INSTRUÇÕES »
a: Diga se cada afirmação concorda com o texto do documento, respondendo sim ou não e citando as palavras decisivas do texto: (i) jPdF indica que a entrevista dura cerca de meia hora; (ii) Chingula afirma estar provado que os fenómenos extremos ocorrem com mais frequência; (iii) Adérito Serrão preside ao Instituto de Meteorologia.
b: Responda a estas perguntas com base no texto do documento:
(i) Em que programa da Antena 1 foi feita a entrevista?
(ii) Segundo Chingula, quanto tempo durou a entrevista?
(iii) Segundo Chingula, quantos anos tem o século XXI?

TEXTO DO DOCUMENTO »
══════
# Entrevista a Adérito Serrão, Presidente do IM - Antena 1



## jPdF (9 Jan 2010 às 20:46)

> *Entrevista a Adérito Serrão
> *Portugal terá deixado de ser um país de clima ameno para integrar o grupo de países que sofrem com fenómenos meteorológicos extremos? Este Sábado falamos de clima com Adérito Serrão, presidente do Instituto de Meteorologia.



in Este Sábado, Programa da Antena 1


Deixo-vos a ligação para a página de podcasts da Antena 1:
Site "Este Sábado" - Antena 1

A entrevista tem aproximadamente meia hora, mas vale bem a pena ouvir.


----------



## Chingula (10 Jan 2010 às 15:14)

jPdF disse:


> in Este Sábado, Programa da Antena 1
> 
> 
> Deixo-vos a ligação para a página de podcasts da Antena 1:
> ...



Ouvi a entrevista e entendo-a com pouca preocupação científica e por isso muito longa...(cerca de 36 minutos) para a proposta da Srª Jornalista.
Só alguns exemplos:
A afirmação que a situação de Dezembro de 2009, foi a mais gravosa do século (Dezembro)...sendo verdadeira é "viciar" a informação em termos climatológicos...o século XXI tem apenas 9 anos.
Perante a expressão "mini-tornados" utilizada pela srª Jornalista...o Entrevistado, não só deixou passar a expressão como se conclui (na minha maneira de ouvir...) pela resposta dada, que são fenómenos dentro dos extremos adversos, que têm ocorrido com mais frequência...o que não está provado, pois na realidade, hoje, há mais informação e mais rápida, há mais sensibilidade na população, mais conhecimentos e melhores meios técnicos para os detectar...que no passado. 
Uma coisa é a existência de alterações climáticas...outra é a visão política para tirar partido de episódios com consequências adversas, que sempre ocorreram e continuarão a ocorrer.
Penso também que não ficou muito claro que um fenómeno meteorológico intenso para uma dada região (implicando aviso meteorológico) não implica necessariamente adversidade de efeitos, em termos de Protecção Civil, podendo ser verdade o inverso...um fenómeno meteorológico pouco intenso
em termos climatológicos da região, ter implicações adversas nos efeitos...
Cmpts


----------
══════
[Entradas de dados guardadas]
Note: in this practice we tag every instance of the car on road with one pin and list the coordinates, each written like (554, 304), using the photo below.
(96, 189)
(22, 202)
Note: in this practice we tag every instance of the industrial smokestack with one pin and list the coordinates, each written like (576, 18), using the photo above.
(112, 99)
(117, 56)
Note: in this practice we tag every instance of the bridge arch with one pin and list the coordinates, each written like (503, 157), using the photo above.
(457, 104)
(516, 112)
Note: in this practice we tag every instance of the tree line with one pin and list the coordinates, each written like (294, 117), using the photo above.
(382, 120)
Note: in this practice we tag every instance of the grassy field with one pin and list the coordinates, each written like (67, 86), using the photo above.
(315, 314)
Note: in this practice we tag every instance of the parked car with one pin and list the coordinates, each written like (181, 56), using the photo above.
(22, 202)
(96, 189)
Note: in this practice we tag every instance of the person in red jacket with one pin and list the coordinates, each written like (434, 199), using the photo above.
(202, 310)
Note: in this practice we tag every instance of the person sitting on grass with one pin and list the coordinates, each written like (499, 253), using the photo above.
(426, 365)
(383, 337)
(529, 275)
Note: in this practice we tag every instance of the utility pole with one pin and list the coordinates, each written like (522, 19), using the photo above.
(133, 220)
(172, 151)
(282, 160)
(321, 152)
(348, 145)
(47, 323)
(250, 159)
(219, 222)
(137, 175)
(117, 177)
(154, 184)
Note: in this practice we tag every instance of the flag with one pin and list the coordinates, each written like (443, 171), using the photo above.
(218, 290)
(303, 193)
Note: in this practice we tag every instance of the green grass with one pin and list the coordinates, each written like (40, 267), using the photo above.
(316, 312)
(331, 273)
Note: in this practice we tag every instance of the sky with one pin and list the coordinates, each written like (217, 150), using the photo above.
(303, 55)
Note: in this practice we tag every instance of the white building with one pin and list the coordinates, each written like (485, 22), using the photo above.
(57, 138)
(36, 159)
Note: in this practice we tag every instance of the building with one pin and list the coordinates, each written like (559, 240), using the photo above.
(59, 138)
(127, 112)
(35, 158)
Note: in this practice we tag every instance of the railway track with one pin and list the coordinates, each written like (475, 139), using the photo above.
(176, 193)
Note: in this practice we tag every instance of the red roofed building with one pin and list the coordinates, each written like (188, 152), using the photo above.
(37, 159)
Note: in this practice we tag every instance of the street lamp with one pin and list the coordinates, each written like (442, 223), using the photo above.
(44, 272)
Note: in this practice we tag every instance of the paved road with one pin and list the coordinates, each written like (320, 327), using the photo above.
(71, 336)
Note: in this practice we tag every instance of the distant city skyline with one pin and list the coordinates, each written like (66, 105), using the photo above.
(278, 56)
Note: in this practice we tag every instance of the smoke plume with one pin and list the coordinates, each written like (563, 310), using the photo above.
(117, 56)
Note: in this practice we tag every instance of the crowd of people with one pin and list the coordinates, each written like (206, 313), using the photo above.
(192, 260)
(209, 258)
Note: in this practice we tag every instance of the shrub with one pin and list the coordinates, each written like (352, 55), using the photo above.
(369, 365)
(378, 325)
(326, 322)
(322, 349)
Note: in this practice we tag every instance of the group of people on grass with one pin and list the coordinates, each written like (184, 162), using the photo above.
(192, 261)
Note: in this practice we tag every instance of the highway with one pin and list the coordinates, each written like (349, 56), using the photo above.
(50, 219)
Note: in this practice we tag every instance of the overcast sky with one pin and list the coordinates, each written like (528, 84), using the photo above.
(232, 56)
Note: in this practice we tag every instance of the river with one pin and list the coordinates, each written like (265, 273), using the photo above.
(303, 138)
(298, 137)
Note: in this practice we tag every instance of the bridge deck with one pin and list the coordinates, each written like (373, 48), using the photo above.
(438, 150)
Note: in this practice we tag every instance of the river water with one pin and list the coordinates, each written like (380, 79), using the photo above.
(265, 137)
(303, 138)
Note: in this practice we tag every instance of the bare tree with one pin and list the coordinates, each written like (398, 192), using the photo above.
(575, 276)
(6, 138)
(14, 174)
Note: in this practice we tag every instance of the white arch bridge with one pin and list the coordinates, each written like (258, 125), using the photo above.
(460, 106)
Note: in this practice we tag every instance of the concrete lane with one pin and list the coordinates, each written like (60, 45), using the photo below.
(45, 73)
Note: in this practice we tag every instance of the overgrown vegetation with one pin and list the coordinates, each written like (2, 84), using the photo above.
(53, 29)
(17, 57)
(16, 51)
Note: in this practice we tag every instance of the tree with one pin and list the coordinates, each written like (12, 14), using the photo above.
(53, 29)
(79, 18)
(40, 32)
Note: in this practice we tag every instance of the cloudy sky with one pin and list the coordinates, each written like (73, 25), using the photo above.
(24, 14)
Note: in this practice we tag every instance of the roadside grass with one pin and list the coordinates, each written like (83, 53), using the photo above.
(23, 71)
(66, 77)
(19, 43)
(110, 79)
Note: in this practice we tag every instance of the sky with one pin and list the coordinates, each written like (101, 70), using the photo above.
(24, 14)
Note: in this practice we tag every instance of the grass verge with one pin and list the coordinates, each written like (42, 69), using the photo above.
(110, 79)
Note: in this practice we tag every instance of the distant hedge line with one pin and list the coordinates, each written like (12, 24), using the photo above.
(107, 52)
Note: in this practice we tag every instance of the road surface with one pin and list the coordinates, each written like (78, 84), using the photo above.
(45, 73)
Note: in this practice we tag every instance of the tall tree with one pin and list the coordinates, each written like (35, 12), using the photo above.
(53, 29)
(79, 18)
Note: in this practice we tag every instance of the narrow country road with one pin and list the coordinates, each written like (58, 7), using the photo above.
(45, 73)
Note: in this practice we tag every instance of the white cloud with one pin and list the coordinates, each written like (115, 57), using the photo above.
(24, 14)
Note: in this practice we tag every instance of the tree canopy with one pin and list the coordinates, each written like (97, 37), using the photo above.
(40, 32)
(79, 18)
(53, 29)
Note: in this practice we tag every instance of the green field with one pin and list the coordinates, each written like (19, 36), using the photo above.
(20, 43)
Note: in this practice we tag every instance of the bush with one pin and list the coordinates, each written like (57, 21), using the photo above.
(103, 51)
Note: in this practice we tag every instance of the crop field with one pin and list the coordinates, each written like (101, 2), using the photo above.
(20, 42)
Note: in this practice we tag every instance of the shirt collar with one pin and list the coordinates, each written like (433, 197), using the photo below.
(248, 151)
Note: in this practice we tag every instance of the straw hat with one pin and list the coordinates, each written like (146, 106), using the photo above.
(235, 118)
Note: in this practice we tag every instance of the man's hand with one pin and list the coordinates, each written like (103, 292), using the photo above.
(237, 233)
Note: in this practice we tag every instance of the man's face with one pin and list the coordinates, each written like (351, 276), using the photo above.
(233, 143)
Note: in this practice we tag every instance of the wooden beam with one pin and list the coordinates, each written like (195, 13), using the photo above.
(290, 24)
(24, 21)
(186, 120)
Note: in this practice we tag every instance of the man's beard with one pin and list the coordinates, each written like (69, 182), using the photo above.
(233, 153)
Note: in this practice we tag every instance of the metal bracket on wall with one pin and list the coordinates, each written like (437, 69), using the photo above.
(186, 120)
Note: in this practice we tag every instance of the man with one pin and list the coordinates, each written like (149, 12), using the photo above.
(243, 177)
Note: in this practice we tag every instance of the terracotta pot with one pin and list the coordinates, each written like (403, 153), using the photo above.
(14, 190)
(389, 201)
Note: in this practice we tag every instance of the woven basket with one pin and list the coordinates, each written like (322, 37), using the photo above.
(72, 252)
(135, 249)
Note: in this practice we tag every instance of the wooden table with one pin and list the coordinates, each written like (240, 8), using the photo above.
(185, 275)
══════
RESULTADOS DO EXERCÍCIO »
a:
(i) Sim: "A entrevista tem aproximadamente meia hora"
(ii) Não: "o que não está provado"
(iii) Sim: "presidente do Instituto de Meteorologia"

b:
(i) Este Sábado
(ii) Cerca de 36 minutos
(iii) Apenas 9 anos